**Task instructions:**
[1] From the Kristal Lewis introduction, echo the passage word for word, starting with "As I have grown, my" and going on through "connections with others.".
[2] In the Kristal Lewis introduction, how old was the writer when custody was given to the grandmother?

**Text under study:**
TheParallel 

          Process

          

Kristal Lewis, LCSW

Welcome! If we are crossing paths, there is a reason. Maybe it's time we had a conversation about our truths...

I grew up living in poverty with my grandmother. We had a very active household and I spent a lot of time outside of my home investing in my personal development so that I could change my situation. I am a first-generation college graduate for not only my bachelors but also my master's degree of which I hold along with my License to practice Clinical Social Work. I have been an awarded athlete, accomplished student, case manager, program manager, licensed mental health therapist, and now Life coach all due to my tenacity for self improvement. 

To dive a little deeper, I had to learn to heal from my mother gaving custody of me to my grandmother when I was 4 years old. This experience with abandonment lead to us having a strained relationship for a large part of our life together. My relationship with both her and my immediate family effected how I showed up in my connections with myself and my external world. As time passed I began noticing and unravelling patterns within myself that I know contributed to my difficulty with feeling connected to others. I also later began recognizing in others the patterns that contributed to my more detached ways. My observation of the entire picture of my connection with myself and others is what motivated me to want to be a part of making change. It is also what helped me learn to reconnect to and forgive my mother.


I began "We're All Just Figuring it Out" to share my life experience. The journey literally started as I was sitting in a therapy session with a client who insinuated that I had it all figured out. That because I was their therapist in that moment, there was nothing that I was experiencing that was difficult for me to handle. I began to think "we're all just figuring it out!" There is no set blueprint for this life thing. Matter of fact, life is one big test trial and we are moderately willing participants.

As I have grown, my greatest lesson met me when i was distraught in the airport. A stranger taught me that I was always exactly where I'm supposed to be if I am listening to how the universe attempts to communicate with me. It was through that moment I developed a deeper connection to my guardian angels, my higher power, but most importantly, I gained self-love. It was the beginning of my path home to myself and eventually towards deeper connections with others.

Gentle reminder that the journey may be consistently evolving, but so are you. I am here to walk along side of you.

**Exercise data:**
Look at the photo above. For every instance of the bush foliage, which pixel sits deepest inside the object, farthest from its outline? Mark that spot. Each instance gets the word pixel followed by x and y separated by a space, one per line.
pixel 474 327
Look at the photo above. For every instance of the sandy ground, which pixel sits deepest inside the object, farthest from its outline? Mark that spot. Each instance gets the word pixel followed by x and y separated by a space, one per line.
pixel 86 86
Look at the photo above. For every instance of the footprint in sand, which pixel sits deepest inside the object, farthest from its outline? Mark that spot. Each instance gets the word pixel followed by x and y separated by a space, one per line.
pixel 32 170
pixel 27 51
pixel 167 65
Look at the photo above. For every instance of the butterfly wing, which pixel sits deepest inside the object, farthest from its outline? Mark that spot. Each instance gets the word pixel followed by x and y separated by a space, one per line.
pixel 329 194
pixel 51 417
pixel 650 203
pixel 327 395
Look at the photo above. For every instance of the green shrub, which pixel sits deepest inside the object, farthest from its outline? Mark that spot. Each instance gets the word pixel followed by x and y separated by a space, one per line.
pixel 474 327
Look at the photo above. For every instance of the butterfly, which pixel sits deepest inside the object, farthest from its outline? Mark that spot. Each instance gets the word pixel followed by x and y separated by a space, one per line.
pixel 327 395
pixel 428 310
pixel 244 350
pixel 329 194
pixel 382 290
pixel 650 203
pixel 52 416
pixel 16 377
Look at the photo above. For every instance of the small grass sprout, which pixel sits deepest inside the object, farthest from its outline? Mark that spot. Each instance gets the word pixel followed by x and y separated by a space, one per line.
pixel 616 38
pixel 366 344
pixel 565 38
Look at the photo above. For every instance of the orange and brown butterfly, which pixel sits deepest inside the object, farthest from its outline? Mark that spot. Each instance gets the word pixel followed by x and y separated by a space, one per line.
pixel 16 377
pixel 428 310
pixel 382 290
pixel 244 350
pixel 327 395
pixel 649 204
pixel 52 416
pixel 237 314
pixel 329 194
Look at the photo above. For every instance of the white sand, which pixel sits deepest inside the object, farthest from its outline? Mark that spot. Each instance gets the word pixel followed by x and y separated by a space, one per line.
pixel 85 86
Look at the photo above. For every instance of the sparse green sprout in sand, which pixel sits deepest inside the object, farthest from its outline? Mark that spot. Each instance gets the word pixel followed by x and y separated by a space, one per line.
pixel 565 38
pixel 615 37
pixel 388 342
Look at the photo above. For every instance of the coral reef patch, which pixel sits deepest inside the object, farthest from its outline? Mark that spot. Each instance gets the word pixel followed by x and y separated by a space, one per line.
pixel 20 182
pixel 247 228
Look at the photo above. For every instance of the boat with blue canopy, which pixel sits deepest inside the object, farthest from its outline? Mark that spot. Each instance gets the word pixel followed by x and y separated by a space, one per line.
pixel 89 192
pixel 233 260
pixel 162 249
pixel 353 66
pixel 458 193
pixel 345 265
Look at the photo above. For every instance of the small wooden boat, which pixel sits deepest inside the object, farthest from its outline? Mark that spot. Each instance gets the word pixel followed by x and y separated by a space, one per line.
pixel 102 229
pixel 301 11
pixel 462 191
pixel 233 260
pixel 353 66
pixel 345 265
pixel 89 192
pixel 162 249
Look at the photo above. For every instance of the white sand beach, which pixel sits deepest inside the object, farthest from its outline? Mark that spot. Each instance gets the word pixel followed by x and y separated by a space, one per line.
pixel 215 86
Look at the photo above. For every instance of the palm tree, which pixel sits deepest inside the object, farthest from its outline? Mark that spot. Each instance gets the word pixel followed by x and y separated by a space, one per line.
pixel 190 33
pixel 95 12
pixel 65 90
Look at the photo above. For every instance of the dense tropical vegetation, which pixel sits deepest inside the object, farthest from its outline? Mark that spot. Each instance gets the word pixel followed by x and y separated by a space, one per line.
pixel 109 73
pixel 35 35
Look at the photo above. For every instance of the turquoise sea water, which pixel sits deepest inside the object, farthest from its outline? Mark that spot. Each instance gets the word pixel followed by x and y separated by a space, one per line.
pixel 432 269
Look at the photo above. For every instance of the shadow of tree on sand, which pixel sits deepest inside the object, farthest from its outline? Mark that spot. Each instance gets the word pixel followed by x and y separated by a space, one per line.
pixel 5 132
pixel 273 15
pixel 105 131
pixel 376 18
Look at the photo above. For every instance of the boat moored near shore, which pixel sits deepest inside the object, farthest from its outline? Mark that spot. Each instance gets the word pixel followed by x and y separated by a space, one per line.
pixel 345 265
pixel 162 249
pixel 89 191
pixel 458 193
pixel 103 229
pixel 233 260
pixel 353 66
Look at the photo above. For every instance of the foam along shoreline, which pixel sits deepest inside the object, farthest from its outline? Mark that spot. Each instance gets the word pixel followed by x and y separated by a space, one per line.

--

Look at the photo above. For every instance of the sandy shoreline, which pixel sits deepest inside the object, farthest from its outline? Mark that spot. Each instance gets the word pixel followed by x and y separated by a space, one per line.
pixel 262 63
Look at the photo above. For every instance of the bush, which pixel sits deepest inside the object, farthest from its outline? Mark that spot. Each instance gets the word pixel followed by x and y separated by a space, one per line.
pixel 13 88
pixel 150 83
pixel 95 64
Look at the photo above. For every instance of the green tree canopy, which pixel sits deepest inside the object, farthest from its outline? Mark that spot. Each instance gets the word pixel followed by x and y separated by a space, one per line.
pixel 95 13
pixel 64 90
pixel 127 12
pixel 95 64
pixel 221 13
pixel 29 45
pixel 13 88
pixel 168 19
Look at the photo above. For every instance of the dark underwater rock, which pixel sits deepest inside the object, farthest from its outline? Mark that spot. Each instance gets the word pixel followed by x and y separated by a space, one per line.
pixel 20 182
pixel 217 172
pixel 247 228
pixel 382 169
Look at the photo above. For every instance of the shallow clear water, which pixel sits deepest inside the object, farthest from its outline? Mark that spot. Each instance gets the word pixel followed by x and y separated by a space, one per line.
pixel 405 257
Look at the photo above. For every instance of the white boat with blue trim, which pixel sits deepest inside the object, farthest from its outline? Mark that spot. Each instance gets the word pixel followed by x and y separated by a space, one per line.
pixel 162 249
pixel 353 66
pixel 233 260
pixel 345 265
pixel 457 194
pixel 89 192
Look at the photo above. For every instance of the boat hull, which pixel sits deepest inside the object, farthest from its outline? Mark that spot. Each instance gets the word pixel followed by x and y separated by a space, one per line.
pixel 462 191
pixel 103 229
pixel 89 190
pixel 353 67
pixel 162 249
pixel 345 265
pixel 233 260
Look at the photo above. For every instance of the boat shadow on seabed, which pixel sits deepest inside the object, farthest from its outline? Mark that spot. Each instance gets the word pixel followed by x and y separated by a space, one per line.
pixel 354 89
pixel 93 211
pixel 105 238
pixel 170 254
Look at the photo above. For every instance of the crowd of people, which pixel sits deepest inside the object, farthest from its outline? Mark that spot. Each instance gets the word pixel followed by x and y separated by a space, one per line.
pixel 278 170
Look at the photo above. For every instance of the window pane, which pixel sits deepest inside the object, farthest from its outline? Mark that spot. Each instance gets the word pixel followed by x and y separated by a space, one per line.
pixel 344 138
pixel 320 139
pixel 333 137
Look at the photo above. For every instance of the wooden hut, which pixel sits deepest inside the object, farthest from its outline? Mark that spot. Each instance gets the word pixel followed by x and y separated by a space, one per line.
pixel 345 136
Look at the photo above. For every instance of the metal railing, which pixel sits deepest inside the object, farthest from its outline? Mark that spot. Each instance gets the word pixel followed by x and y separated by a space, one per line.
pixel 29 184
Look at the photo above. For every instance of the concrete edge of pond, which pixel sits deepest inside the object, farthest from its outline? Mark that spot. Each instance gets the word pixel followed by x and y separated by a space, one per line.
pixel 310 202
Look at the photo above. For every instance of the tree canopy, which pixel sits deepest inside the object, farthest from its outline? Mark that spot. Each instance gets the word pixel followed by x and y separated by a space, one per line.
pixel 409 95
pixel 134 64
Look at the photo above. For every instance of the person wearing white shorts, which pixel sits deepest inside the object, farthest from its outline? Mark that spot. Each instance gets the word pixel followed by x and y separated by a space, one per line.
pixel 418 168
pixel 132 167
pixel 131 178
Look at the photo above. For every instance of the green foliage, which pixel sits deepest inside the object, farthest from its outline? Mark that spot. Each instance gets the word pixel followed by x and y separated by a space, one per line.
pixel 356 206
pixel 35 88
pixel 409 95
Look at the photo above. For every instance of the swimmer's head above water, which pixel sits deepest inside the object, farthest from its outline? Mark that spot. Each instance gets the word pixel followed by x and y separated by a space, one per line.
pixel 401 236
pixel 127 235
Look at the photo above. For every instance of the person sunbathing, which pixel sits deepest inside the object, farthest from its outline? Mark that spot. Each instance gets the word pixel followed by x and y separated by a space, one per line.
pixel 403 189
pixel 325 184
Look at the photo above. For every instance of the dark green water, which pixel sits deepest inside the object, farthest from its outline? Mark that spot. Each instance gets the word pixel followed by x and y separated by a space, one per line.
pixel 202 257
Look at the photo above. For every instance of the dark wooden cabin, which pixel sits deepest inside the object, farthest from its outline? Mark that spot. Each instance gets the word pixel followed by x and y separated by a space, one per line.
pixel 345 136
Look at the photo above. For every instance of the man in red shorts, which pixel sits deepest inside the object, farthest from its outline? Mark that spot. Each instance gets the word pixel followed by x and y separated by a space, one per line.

**Solutions by task:**
[1]
As I have grown, my greatest lesson met me when i was distraught in the airport. A stranger taught me that I was always exactly where I'm supposed to be if I am listening to how the universe attempts to communicate with me. It was through that moment I developed a deeper connection to my guardian angels, my higher power, but most importantly, I gained self-love. It was the beginning of my path home to myself and eventually towards deeper connections with others.

[2] 4 years old.